**Instructions to follow:**
Which lines in the material below contain the word "find"? Pick out and copy each of those lines, matching case exactly.

**Supplied material:**
════════════════

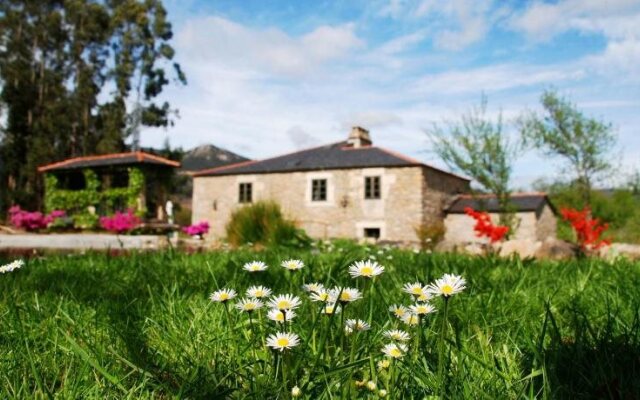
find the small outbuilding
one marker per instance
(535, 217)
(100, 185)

════════════════

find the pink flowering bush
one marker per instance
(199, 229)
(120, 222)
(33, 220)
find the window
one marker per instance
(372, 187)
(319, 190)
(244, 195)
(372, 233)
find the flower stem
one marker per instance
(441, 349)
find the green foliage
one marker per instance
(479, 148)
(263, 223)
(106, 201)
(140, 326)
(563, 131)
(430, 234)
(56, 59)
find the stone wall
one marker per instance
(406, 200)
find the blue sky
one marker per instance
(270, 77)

════════════════

**The reply:**
find the small outbuilding
find the pink flowering bush
find the window
find the flower stem
find the green foliage
find the stone wall
find the blue sky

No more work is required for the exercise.